• _GIVEN ENTRIES_:
■ ■ ■ ■ ■
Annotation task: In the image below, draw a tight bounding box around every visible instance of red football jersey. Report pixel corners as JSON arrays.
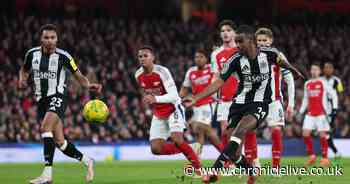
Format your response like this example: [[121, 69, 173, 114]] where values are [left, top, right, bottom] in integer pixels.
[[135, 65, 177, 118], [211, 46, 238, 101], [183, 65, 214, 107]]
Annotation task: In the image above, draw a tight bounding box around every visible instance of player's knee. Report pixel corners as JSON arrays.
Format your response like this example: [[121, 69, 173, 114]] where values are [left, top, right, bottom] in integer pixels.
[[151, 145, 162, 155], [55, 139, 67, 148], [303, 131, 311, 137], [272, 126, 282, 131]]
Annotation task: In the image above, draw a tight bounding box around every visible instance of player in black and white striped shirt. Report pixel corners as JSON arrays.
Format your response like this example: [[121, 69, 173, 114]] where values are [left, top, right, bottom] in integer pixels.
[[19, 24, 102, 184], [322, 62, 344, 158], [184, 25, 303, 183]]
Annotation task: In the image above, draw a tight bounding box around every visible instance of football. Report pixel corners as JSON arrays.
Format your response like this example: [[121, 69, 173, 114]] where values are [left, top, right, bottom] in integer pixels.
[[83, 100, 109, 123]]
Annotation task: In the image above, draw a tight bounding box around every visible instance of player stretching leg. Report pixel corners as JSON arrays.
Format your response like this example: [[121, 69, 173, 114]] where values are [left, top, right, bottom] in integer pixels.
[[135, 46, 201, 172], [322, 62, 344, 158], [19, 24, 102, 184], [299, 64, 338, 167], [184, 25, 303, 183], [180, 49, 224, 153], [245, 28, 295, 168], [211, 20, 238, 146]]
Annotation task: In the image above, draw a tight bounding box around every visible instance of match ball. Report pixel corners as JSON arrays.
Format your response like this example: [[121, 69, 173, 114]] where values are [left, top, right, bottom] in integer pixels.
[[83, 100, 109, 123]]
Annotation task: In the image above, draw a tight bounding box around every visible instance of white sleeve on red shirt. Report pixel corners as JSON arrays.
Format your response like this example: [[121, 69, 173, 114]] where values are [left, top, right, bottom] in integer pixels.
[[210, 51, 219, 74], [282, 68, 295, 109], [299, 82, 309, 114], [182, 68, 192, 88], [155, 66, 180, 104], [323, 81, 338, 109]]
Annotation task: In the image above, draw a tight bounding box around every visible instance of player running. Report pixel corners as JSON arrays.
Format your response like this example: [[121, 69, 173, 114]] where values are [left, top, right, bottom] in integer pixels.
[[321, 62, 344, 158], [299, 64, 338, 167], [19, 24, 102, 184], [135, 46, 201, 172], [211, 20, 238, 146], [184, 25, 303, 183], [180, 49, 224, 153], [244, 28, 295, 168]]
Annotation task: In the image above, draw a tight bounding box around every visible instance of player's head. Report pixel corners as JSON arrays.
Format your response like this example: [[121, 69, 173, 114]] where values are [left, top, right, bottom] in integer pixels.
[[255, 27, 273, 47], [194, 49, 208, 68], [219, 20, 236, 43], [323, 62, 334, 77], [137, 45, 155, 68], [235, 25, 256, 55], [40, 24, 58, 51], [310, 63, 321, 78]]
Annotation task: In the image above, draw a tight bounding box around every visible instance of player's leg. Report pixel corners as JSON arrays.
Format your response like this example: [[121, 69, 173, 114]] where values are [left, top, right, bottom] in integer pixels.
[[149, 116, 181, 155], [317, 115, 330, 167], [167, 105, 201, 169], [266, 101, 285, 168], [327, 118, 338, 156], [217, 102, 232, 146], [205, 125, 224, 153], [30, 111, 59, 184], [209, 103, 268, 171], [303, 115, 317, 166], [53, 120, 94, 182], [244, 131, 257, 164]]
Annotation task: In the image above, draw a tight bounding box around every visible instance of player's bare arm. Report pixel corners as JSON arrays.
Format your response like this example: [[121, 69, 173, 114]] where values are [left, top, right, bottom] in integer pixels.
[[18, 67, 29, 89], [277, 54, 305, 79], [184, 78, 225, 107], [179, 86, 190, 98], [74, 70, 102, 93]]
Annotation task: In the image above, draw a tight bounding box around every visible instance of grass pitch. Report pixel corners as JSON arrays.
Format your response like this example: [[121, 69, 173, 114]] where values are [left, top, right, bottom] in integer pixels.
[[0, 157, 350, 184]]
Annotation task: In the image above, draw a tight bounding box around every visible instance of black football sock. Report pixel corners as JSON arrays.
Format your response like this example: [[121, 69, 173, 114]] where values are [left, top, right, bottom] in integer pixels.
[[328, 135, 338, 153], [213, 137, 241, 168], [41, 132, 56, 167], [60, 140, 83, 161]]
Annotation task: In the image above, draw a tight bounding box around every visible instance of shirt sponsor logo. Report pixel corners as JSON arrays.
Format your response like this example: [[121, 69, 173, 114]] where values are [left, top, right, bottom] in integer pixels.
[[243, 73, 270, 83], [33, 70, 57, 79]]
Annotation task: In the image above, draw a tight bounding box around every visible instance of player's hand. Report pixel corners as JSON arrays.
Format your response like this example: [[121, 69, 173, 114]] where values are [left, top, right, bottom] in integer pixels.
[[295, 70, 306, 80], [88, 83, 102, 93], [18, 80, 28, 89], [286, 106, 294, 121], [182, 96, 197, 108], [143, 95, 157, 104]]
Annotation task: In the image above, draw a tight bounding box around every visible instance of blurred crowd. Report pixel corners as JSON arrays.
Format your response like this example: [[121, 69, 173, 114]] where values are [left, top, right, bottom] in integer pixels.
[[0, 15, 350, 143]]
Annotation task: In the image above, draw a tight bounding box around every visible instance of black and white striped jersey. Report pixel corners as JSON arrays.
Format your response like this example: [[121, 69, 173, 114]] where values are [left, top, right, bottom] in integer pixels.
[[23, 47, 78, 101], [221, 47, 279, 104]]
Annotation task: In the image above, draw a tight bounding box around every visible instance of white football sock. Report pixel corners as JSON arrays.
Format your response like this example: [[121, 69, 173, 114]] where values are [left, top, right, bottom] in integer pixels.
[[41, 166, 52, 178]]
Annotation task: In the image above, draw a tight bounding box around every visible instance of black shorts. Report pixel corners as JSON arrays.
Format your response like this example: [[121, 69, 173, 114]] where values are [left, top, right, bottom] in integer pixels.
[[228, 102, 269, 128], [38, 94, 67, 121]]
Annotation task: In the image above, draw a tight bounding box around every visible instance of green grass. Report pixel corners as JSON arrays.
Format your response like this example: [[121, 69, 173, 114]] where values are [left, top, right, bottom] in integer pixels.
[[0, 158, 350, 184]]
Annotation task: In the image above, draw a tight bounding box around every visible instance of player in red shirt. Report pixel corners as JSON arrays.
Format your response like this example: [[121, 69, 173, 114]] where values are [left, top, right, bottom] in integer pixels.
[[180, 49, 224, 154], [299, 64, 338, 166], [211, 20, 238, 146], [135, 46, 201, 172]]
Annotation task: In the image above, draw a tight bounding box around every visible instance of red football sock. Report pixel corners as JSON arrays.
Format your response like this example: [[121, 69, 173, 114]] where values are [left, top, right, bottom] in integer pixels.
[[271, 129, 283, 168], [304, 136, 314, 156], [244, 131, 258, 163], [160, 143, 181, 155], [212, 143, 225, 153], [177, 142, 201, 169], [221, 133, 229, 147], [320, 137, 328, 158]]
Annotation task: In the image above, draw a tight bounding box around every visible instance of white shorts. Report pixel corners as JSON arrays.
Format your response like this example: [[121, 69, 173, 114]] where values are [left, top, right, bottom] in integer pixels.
■ ■ ■ ■ ■
• _CHALLENGE_: Find every line above that contains the word "white" and copy each of those lines in full.

• _RESULT OF THE EXERCISE_:
Annotation task: In the image above, draw a tight bounding box around every visible instance of player in black and white striped shirt. Report pixel corners as JSON arrays.
Annotation task: In the image above, draw a tight bounding box around every visible instance of white sleeve on red shirt. Report pixel corners as JSON arrays.
Annotation task: In the image above, draw a tight bounding box around every visible instance of black and white striped jersey. Report pixel corners as JSON arrays.
Annotation task: In the image above, draw a tight bounding box around every visible instance of white football sock. Report pixel corners as JSON arrays.
Annotation task: In the image above, draw a tight bounding box around every visible instance of white shorts. Report pixel corners as JSON arrays.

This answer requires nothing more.